What you are asked to do - Reproduce each of the items below verbatim, altering nothing.

Record list -

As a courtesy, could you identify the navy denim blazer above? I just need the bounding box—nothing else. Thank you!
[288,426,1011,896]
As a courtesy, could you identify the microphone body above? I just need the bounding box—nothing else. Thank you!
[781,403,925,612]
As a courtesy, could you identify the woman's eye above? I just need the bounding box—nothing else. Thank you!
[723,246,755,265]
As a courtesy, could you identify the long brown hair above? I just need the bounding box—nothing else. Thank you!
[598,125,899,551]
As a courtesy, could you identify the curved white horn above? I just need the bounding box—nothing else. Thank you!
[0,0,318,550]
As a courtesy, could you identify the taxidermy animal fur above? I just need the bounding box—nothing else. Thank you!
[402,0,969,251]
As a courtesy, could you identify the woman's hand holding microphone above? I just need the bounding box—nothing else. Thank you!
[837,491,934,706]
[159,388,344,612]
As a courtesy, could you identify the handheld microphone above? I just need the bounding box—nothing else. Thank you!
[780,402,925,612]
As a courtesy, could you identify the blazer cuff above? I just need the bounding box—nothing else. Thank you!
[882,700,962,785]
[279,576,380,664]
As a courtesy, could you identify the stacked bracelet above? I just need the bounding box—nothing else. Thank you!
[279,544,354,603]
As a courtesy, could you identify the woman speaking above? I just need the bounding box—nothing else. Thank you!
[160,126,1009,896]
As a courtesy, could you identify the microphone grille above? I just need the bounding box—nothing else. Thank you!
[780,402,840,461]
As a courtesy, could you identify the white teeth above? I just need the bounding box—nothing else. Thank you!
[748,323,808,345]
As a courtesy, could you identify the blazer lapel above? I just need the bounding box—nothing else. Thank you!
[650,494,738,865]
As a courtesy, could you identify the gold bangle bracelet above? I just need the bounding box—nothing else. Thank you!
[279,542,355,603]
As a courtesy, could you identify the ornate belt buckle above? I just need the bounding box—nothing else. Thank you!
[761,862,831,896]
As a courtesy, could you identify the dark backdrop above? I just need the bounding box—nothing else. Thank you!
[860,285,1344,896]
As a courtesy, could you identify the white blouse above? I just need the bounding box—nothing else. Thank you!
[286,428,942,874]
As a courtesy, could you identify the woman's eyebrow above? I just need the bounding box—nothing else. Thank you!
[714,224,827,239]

Completed exercise -
As a courtesy, could you identify the navy denim blazer above? I just need the bounding box—nothing else. Thank you!
[288,426,1011,896]
As a courtesy, could you identify the microphone body above? I just need the bounding box—nothing else. Thank you!
[781,403,925,612]
As a courtesy, could you identify the woman's eye above? I just need the bounding box—nothing else. Thank you!
[723,246,755,265]
As a courtesy, could you identify the long brown hair above? I just need the bounding box—nothing else. Thank you!
[598,125,899,551]
As a courtesy, could you identify the curved white horn above? I just need the bounding box—nothing else. Thank you!
[0,0,318,550]
As a courtesy, could you identify the taxidermy animal fur above? I just need the bounding box—nothing else. Thank you!
[402,0,969,251]
As a courtesy, could you identify the woman's hand holding microphone above? I just need the bounding box—nothing else. Thank you!
[837,491,934,706]
[159,388,344,612]
As a courtesy, could you identify the handheld microphone above? I just need the bounding box—nothing else. Thank you!
[780,402,925,612]
As a courtesy, could you identify the blazer cuff above? I just need the bounding box—nothing else. Thank you!
[882,700,962,785]
[279,576,380,664]
As a courtesy, could you identify the stacked bracelet above? I just need the bounding box—nothing else. Thank you!
[279,544,354,603]
As a courtesy, could you identify the woman speaking above? I just need the bounding box—nothing else. Thank you!
[160,126,1009,896]
As a courtesy, could you identify the microphone grille above? I just need the bounding box—nothing else. Thank you!
[780,402,840,461]
As a courtesy, could you identify the white teeth above? I just need the bounding box—nothing else. Thank you!
[748,323,808,345]
As a courtesy, could you identify the blazer lapel above? I just need the bounding box—nothing else. Thank you!
[650,494,738,865]
As a courtesy, could you identify the gold bangle bracelet above? I just need the bounding box—nothing else. Thank you!
[279,542,355,603]
As a courtesy, could you identify the ornate belt buckle above? I just need the bounding box—nothing else. Thank you!
[761,862,831,896]
As a courtesy, could you identify the dark backdrop above? I just need the bounding box—nothing else. Thank you!
[860,285,1344,896]
As a courtesy, could you identify the white blouse above? I just need the bounding box—nothing else. Thank you!
[286,428,942,874]
As a courtesy, could you identify the woman's eyebrow above? I just need the bounding box—nothing else. Thank you!
[714,224,827,239]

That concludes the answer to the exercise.